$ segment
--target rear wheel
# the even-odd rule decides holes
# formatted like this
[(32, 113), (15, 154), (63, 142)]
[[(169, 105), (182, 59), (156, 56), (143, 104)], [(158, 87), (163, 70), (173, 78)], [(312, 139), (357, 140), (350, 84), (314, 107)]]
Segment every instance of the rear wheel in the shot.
___
Instructions to follow
Reproduce without change every line of the entries above, from the one containing "--target rear wheel" through the last.

Answer below
--target rear wheel
# the even-odd rule decides holes
# formatted like this
[(32, 113), (15, 154), (63, 142)]
[[(169, 105), (182, 59), (156, 56), (143, 104)], [(158, 87), (163, 70), (173, 78)], [(312, 139), (357, 140), (350, 84), (314, 107)]]
Segment every instance of the rear wheel in the shot.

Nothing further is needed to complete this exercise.